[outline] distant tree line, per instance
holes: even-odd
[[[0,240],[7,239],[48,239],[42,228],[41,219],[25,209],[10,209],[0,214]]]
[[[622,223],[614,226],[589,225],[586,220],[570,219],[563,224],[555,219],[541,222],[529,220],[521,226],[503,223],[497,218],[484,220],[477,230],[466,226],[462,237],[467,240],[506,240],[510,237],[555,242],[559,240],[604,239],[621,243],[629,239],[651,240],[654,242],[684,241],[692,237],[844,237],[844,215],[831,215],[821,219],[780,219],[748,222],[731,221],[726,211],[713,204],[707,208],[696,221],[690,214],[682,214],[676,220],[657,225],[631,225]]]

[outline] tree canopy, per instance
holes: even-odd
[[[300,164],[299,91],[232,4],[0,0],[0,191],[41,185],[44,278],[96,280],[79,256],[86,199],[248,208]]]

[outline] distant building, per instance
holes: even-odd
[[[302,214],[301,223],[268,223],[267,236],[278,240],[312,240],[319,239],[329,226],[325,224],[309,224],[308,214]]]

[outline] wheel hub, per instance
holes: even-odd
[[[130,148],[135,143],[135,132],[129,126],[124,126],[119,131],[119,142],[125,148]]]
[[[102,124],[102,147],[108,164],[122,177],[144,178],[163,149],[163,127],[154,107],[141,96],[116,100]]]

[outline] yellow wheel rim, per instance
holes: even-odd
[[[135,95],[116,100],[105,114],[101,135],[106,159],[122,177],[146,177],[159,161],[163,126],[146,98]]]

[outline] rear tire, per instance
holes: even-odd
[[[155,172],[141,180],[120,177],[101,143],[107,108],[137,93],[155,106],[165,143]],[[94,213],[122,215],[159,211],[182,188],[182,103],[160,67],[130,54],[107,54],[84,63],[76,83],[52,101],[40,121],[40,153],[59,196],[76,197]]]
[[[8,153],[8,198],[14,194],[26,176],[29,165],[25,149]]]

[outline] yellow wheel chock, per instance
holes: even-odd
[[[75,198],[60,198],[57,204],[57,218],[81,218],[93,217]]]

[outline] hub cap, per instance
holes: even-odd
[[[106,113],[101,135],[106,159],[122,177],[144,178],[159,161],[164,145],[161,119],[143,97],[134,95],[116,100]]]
___
Word for word, write out all of the data above.

§ **Result for this exercise**:
[outline] distant tree line, per instance
holes: even-odd
[[[0,240],[7,239],[48,239],[42,228],[41,219],[25,209],[10,209],[0,214]]]
[[[622,223],[614,226],[589,225],[586,220],[570,219],[563,224],[555,219],[541,222],[529,220],[521,226],[503,223],[497,218],[484,220],[477,230],[466,226],[462,237],[467,240],[506,240],[510,237],[555,242],[559,240],[604,239],[621,243],[629,239],[651,240],[654,242],[684,241],[692,237],[844,237],[844,215],[831,215],[821,219],[780,219],[748,222],[731,221],[726,211],[713,204],[707,208],[696,221],[690,214],[682,214],[676,220],[657,225],[631,225]]]

[outline] tree canopy, per instance
holes: even-odd
[[[300,164],[299,91],[232,4],[0,0],[0,191],[41,185],[44,278],[96,280],[79,256],[86,199],[248,208]]]

[outline] distant building, per instance
holes: even-odd
[[[302,214],[301,223],[268,223],[267,236],[278,240],[312,240],[319,239],[329,226],[325,224],[309,224],[308,214]]]

[outline] wheel hub, per instance
holes: even-odd
[[[130,148],[135,143],[135,132],[129,126],[124,126],[119,131],[119,142],[125,148]]]
[[[102,124],[102,147],[108,164],[122,177],[144,178],[163,149],[163,127],[154,107],[141,96],[116,100]]]

[outline] yellow wheel rim, per instance
holes: even-odd
[[[135,95],[116,100],[105,114],[101,135],[106,159],[122,177],[146,177],[159,161],[163,126],[146,98]]]

[outline] rear tire, per instance
holes: even-odd
[[[155,172],[141,180],[120,177],[101,143],[107,108],[137,93],[155,106],[165,143]],[[94,213],[122,215],[159,211],[182,188],[182,103],[160,67],[130,54],[107,54],[84,63],[76,83],[52,101],[40,121],[40,153],[59,196],[76,197]]]
[[[8,153],[8,198],[14,194],[26,176],[29,165],[25,149]]]

[outline] yellow wheel chock, per instance
holes: even-odd
[[[75,198],[60,198],[57,204],[57,218],[81,218],[93,217]]]

[outline] hub cap, per instance
holes: even-odd
[[[106,113],[101,135],[106,159],[122,177],[144,178],[159,161],[164,145],[161,119],[143,97],[134,95],[116,100]]]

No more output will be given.